## Work to complete
Revise the stretch from the line containing "nacelle in the image above." through the line containing "28;188;157;302" so that "pilot cap" becomes "pilot hat" and nothing else changes. Return only those lines.

Items from a labeling collection:
......

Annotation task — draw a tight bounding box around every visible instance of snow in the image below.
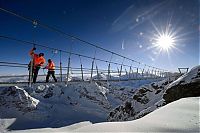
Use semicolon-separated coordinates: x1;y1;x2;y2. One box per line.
0;66;200;133
168;66;200;88
9;97;200;133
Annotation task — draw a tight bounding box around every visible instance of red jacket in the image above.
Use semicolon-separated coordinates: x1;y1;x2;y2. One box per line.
29;50;46;66
45;61;55;71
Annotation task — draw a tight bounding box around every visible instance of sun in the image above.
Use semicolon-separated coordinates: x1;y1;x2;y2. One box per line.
155;34;175;51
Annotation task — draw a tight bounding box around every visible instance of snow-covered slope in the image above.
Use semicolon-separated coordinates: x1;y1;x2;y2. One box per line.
163;66;200;103
0;78;158;130
108;66;200;121
10;97;200;133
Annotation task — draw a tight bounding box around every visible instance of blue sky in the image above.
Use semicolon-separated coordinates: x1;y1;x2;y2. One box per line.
0;0;200;74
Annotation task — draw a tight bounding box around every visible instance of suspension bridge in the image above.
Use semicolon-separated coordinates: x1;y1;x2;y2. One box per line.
0;8;170;86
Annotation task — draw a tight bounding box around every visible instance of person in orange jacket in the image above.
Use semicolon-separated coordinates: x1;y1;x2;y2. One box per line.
29;47;46;83
44;59;57;83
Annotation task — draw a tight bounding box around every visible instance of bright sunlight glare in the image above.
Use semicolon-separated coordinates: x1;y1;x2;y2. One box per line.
156;35;175;50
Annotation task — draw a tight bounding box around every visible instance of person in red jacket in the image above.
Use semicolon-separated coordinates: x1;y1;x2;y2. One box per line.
29;47;46;83
45;59;57;83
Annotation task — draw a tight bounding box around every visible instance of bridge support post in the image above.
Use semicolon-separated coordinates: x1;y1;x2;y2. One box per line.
81;64;84;81
90;59;94;82
60;50;62;82
67;56;71;83
107;63;110;81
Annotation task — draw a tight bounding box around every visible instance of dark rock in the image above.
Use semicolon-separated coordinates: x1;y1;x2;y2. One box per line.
163;82;200;104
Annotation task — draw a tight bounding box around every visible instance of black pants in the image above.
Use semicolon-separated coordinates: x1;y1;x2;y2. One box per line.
33;66;40;83
46;71;57;82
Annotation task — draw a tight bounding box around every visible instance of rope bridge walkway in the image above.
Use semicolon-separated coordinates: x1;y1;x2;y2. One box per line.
0;8;170;86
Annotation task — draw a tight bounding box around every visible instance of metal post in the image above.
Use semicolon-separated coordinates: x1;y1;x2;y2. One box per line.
107;63;110;80
81;64;84;81
60;50;62;82
136;68;139;79
128;66;132;80
90;59;94;82
96;64;99;79
79;55;84;81
67;54;71;83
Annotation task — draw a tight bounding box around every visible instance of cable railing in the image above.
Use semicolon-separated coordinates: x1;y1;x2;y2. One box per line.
0;8;169;84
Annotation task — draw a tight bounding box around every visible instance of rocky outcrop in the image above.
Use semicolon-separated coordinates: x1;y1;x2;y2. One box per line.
163;67;200;104
0;86;39;112
108;66;200;121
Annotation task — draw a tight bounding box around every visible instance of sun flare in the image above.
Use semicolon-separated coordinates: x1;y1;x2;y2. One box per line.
156;35;175;51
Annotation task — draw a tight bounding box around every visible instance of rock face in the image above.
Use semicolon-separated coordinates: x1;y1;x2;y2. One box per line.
0;86;39;113
108;66;200;121
163;67;200;104
107;79;172;121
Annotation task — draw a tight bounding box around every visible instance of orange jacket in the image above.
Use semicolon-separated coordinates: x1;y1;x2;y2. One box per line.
45;61;55;71
29;50;46;66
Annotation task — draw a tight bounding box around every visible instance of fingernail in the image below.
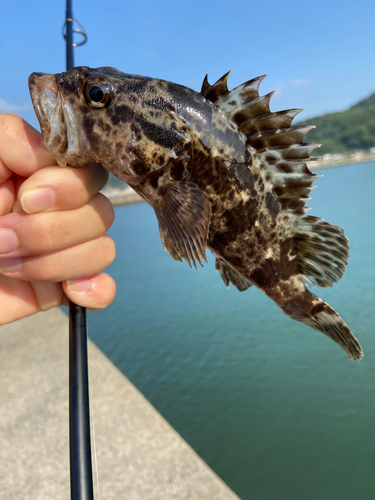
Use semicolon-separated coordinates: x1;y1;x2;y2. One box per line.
0;259;22;274
0;227;18;255
21;188;55;214
66;278;91;293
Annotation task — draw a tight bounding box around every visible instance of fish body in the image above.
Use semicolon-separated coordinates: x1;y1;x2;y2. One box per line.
29;67;363;359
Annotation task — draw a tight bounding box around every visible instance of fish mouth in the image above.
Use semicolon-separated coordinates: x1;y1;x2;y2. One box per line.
29;73;79;166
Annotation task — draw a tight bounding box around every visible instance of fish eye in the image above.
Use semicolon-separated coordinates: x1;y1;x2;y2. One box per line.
84;82;111;108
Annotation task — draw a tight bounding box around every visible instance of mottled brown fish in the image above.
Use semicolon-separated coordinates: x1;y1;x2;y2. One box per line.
29;67;363;359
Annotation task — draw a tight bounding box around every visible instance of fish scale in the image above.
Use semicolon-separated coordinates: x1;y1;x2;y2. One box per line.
29;67;363;359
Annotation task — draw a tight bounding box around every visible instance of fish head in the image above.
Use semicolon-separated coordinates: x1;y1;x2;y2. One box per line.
29;67;191;185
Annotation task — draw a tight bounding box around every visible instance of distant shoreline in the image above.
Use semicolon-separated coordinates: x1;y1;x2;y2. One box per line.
102;151;375;206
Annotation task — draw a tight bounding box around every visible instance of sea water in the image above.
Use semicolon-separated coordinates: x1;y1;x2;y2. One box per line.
89;162;375;500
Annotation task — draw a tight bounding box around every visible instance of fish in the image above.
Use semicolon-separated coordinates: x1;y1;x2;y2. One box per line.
29;66;363;360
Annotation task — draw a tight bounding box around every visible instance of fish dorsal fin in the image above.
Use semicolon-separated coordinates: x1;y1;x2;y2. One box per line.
201;73;319;216
215;255;253;292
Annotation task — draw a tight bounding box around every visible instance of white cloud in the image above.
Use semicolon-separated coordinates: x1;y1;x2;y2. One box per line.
290;78;311;87
0;97;32;113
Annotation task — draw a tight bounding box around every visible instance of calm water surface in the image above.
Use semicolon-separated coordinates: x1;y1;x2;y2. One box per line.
89;162;375;500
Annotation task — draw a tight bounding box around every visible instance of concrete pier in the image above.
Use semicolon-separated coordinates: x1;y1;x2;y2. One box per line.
0;309;239;500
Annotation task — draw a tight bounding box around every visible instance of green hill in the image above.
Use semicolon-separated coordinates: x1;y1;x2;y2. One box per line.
298;94;375;156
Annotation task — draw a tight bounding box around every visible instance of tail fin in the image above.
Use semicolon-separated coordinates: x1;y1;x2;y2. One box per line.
281;288;363;360
303;299;363;361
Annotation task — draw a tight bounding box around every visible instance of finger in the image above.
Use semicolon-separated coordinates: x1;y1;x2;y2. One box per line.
0;177;16;217
0;235;116;282
62;273;116;309
0;275;65;325
0;193;115;258
18;163;108;214
0;113;53;180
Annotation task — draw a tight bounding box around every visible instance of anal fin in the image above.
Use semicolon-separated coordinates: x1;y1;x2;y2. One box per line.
296;216;349;287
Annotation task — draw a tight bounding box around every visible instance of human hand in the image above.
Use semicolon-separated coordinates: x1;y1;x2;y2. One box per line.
0;114;116;324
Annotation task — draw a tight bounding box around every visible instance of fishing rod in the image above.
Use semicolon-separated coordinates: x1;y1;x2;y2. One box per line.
63;0;94;500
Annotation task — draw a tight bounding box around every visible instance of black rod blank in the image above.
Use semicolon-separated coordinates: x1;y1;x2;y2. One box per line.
65;0;94;500
69;302;94;500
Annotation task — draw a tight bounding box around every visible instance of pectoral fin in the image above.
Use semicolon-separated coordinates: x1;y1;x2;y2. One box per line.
215;256;253;292
151;178;211;267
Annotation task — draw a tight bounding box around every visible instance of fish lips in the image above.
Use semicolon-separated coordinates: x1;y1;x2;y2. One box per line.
29;73;68;157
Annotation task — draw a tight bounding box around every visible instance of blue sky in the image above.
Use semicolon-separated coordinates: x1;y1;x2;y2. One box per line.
0;0;375;127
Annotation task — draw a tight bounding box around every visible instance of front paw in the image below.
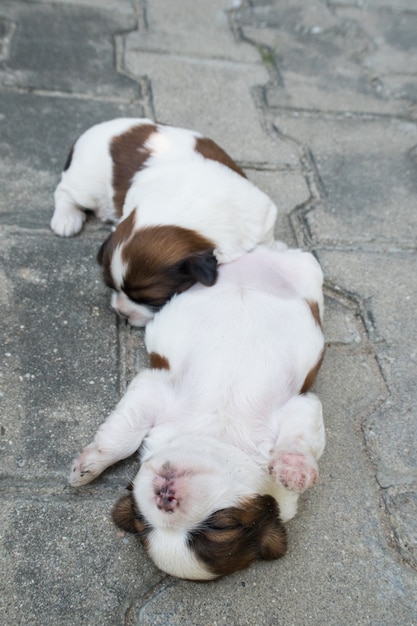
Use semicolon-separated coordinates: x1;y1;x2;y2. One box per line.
268;452;319;493
51;207;86;237
68;445;104;487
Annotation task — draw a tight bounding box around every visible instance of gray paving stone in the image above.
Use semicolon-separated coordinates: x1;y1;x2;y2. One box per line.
275;113;417;245
127;0;262;66
235;0;414;114
0;1;138;100
0;488;161;626
0;91;144;229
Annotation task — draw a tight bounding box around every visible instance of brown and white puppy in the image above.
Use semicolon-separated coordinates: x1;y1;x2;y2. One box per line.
51;118;277;326
69;247;325;580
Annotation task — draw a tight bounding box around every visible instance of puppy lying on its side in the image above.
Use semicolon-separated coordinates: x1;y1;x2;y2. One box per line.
51;118;277;326
69;247;325;580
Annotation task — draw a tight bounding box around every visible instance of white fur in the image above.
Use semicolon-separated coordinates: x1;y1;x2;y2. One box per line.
69;247;325;578
51;118;277;255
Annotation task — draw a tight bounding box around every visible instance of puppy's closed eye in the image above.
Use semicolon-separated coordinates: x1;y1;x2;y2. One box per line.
189;495;287;576
112;487;150;542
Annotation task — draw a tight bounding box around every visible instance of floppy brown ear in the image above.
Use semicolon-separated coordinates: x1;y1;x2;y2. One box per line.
259;519;287;561
180;249;217;287
112;493;138;533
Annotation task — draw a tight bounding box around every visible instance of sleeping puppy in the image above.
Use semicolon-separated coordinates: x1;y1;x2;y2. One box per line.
69;247;325;580
51;118;277;326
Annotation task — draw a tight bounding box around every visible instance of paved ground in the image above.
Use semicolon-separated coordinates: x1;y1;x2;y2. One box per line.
0;0;417;626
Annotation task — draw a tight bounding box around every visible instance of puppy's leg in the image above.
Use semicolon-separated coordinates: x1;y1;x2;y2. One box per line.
269;393;325;493
68;370;168;487
51;182;86;237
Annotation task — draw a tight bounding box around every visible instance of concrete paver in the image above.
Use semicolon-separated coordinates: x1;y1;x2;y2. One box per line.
0;0;417;626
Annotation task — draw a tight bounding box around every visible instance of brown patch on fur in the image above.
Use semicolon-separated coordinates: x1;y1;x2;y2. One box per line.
149;352;169;370
307;300;322;328
97;211;135;289
112;493;151;548
195;137;247;178
189;495;287;576
300;348;324;393
110;124;157;217
98;224;217;308
300;300;324;393
64;144;74;172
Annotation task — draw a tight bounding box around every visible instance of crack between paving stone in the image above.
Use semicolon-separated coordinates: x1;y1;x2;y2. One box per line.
123;574;178;626
2;81;140;104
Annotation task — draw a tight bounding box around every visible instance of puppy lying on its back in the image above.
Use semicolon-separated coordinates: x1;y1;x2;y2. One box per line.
51;118;277;326
69;247;324;580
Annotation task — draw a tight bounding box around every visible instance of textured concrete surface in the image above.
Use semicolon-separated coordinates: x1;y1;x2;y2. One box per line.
0;0;417;626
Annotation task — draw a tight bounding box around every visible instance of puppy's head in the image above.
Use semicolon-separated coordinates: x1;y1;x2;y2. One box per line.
97;211;217;326
113;441;287;581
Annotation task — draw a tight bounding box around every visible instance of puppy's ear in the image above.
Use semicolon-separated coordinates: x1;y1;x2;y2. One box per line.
259;519;287;561
181;250;217;287
257;495;287;561
112;493;137;533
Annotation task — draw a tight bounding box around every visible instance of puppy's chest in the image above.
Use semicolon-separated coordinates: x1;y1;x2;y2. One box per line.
182;405;275;456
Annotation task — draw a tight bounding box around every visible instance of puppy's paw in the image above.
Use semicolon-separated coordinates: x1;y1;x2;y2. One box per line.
269;452;319;493
68;445;105;487
51;207;86;237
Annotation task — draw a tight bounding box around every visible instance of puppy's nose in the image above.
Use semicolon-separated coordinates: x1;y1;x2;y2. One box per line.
155;485;179;513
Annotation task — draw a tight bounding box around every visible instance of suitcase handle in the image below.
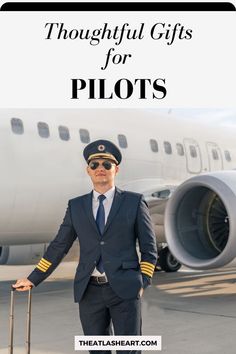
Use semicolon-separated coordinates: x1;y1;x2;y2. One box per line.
9;286;32;354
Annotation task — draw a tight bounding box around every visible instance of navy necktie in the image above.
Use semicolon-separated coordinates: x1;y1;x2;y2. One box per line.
96;194;106;273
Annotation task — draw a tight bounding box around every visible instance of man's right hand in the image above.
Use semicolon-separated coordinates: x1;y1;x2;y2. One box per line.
12;278;34;291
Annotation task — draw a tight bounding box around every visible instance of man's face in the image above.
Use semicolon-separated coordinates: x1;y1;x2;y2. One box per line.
87;159;119;186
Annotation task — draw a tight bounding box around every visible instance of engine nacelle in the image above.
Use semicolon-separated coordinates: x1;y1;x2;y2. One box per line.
165;171;236;269
0;243;47;265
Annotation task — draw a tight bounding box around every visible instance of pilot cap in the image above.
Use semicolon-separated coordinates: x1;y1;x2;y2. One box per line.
83;140;122;165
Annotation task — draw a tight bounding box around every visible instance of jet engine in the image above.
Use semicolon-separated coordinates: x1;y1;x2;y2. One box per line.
165;171;236;269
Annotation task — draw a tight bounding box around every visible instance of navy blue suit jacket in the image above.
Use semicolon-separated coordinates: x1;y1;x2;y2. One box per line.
28;188;157;302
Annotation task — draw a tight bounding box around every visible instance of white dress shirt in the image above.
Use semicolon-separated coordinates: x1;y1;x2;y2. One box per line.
92;187;115;277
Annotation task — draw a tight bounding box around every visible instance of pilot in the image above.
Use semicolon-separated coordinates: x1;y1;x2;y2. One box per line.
13;140;157;353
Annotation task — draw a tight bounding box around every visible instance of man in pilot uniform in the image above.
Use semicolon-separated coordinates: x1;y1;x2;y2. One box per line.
14;140;157;353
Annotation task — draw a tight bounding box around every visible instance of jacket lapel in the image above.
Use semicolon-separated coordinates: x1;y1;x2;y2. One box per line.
103;188;124;234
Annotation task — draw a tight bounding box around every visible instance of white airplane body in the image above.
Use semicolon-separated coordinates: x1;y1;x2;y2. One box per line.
0;109;236;267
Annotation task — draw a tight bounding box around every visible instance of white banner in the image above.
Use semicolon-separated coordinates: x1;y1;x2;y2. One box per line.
75;336;162;351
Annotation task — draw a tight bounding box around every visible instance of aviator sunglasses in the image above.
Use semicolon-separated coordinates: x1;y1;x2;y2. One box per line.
89;161;114;170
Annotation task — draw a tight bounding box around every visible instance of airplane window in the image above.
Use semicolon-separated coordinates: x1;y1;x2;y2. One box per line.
37;122;50;138
79;129;90;144
176;143;184;156
118;134;128;149
11;118;24;134
189;145;197;158
58;125;70;141
164;141;172;155
211;149;219;160
225;150;231;161
150;139;158;152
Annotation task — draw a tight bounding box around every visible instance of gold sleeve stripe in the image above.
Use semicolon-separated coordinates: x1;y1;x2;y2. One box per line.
36;265;46;273
141;267;153;276
141;270;152;277
140;262;155;269
39;261;50;268
37;262;48;272
41;258;52;266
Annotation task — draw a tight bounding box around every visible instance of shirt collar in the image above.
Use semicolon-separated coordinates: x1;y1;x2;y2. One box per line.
93;186;116;201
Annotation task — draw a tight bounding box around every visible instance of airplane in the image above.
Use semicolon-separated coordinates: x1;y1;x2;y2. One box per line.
0;109;236;272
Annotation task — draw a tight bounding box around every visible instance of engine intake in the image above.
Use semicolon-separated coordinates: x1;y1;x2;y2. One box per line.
165;171;236;269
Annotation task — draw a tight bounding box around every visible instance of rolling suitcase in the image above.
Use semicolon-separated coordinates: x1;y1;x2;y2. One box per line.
9;287;32;354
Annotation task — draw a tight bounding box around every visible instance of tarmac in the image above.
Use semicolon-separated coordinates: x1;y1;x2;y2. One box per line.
0;262;236;354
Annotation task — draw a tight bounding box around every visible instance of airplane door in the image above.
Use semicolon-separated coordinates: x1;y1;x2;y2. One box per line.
206;142;223;171
184;139;202;173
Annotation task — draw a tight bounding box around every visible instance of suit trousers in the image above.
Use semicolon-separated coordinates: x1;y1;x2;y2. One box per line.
79;282;142;354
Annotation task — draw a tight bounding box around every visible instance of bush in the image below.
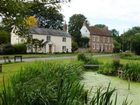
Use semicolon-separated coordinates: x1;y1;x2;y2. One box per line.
123;63;140;82
13;44;26;54
77;53;99;65
99;57;122;76
0;44;15;55
98;63;116;76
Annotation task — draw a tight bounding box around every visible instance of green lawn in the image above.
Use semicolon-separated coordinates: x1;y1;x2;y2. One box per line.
0;57;140;88
97;56;140;64
0;53;77;59
0;59;76;88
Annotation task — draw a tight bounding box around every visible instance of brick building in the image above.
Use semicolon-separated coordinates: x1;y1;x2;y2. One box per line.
89;26;113;52
81;24;113;52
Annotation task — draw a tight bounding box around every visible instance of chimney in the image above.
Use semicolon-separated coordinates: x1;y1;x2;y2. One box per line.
63;21;67;32
103;26;108;31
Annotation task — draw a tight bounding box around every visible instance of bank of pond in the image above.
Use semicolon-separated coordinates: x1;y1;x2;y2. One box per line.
0;55;139;105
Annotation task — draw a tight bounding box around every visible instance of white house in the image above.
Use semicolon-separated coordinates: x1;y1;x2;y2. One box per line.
11;27;71;53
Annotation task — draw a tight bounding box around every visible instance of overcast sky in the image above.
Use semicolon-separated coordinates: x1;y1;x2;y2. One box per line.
62;0;140;33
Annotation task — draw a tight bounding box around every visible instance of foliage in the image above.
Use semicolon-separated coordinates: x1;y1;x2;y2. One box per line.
68;14;88;47
123;63;140;82
26;16;37;27
72;40;78;52
121;26;140;51
94;24;106;28
0;0;70;41
0;29;10;44
80;37;89;48
119;51;135;58
1;62;84;105
131;33;140;55
37;7;63;30
13;44;26;54
99;57;122;76
77;53;99;65
110;29;122;53
98;63;117;76
0;44;15;55
0;62;127;105
32;39;44;53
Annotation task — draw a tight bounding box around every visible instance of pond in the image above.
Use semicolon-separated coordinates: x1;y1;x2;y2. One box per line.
82;71;140;105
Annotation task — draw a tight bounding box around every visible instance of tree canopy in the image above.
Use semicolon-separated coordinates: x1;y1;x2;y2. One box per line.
121;26;140;54
68;14;88;47
0;0;70;44
94;24;106;28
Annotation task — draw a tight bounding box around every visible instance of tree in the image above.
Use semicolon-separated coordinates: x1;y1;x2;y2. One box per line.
0;27;10;44
26;16;37;27
0;0;70;42
94;24;106;28
121;26;140;51
68;14;88;47
110;29;122;53
131;33;140;55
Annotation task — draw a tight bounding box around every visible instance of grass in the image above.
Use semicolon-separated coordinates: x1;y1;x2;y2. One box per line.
0;59;75;89
0;53;76;60
97;57;140;64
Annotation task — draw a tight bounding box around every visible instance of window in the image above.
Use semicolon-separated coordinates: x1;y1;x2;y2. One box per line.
62;46;66;52
93;36;95;42
96;44;100;50
46;36;51;41
62;37;66;42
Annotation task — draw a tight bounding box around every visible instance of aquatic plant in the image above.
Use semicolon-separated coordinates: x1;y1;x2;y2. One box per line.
0;62;130;105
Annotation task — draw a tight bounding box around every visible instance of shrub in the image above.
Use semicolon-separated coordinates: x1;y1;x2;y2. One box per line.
123;63;140;82
13;44;26;54
98;63;117;76
77;53;99;65
120;52;135;58
0;44;15;54
99;57;122;76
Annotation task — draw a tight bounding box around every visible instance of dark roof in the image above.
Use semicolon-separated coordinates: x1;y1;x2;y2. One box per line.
89;26;112;36
29;27;71;37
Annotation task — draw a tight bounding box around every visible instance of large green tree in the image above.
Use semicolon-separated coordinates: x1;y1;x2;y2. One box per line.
131;33;140;55
121;26;140;52
0;0;70;43
94;24;106;28
68;14;88;47
110;29;122;52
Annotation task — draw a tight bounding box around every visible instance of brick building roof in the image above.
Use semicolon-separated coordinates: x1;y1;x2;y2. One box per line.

......

## Final result
Annotation task — draw a tight bounding box around every visible instance of engine nacelle in the image above.
Use semicolon-separated coordinates: x1;y1;x2;y2. One box per line.
165;171;236;269
0;243;47;265
Annotation task — draw a tight bounding box around every visible instance of pilot hat in the image above.
Use semicolon-separated coordinates: x1;y1;x2;y2. One box per line.
83;140;122;165
Annotation task — draw a tight bounding box around every visible instance of jet engine in the image above.
Use semicolon-separated coordinates: x1;y1;x2;y2. One box per line.
165;171;236;269
Annotation task — draw a tight bounding box around every visible instance of navy blue suit jacket in the image above.
Use semicolon-separated coordinates: x1;y1;x2;y2. One box per line.
28;188;157;302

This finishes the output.